= EXERCISE TASK =
Render the lines of the items below as a JSON list of strings, one string per line and no blank lines. Begin at the line that contains "Task: set one pin on each instance of the stone" and continue through the final line of the items, including both.

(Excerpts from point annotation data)
---*---

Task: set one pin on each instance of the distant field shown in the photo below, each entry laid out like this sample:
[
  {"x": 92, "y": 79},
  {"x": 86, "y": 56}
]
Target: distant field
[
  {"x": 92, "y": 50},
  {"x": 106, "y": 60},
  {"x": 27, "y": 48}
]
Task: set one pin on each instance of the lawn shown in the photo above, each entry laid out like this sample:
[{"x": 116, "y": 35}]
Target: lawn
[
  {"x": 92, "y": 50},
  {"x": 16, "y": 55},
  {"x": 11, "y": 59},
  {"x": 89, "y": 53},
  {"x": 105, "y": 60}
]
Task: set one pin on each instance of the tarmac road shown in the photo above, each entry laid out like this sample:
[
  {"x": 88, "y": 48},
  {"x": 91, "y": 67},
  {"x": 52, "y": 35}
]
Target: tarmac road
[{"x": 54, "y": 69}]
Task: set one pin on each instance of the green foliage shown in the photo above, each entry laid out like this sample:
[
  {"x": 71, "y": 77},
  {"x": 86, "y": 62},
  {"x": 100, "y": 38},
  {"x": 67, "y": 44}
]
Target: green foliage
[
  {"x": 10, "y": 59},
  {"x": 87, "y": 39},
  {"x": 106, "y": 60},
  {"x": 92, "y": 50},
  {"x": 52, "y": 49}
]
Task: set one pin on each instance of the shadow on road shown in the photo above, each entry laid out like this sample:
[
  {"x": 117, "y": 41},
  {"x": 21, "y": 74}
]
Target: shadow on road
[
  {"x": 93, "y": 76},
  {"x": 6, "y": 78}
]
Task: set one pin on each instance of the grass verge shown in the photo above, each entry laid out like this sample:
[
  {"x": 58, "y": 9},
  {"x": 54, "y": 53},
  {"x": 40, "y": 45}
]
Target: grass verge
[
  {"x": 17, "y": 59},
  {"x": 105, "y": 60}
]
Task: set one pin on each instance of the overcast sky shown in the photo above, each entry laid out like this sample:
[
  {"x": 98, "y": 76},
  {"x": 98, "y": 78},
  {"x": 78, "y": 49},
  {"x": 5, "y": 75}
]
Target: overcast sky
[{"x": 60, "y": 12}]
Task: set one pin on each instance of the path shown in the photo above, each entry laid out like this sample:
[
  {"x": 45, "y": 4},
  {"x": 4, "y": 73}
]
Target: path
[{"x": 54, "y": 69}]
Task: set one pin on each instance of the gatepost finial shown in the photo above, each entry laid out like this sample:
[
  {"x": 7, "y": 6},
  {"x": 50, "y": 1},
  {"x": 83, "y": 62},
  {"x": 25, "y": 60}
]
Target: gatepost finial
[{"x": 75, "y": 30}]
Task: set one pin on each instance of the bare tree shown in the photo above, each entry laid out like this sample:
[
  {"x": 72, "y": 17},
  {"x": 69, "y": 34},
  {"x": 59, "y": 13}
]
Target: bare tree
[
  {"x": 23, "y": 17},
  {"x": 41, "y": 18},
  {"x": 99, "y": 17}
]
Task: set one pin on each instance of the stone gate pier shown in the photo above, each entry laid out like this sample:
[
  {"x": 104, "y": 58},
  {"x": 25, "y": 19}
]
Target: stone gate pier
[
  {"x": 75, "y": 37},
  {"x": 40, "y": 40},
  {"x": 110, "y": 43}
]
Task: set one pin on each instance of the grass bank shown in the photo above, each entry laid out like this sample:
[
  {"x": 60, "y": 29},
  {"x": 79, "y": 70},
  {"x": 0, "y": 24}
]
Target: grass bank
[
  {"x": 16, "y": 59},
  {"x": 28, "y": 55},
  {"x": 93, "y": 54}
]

---*---

= EXERCISE ANSWER =
[
  "Task: set one pin on each instance of the stone gate pier shown in the photo above, each entry laid out like this sample:",
  "[",
  "  {\"x\": 104, \"y\": 58},",
  "  {\"x\": 25, \"y\": 19}",
  "]",
  "Target: stone gate pier",
  "[",
  "  {\"x\": 75, \"y\": 37},",
  "  {\"x\": 40, \"y\": 40},",
  "  {\"x\": 110, \"y\": 43}",
  "]",
  "Task: set one pin on each instance of the grass bank shown in the photo above, each entry laid out like this sample:",
  "[",
  "  {\"x\": 60, \"y\": 29},",
  "  {\"x\": 79, \"y\": 70},",
  "  {\"x\": 0, \"y\": 24}",
  "]",
  "Target: grass bank",
  "[",
  "  {\"x\": 16, \"y\": 59},",
  "  {\"x\": 28, \"y\": 55},",
  "  {\"x\": 93, \"y\": 54}",
  "]"
]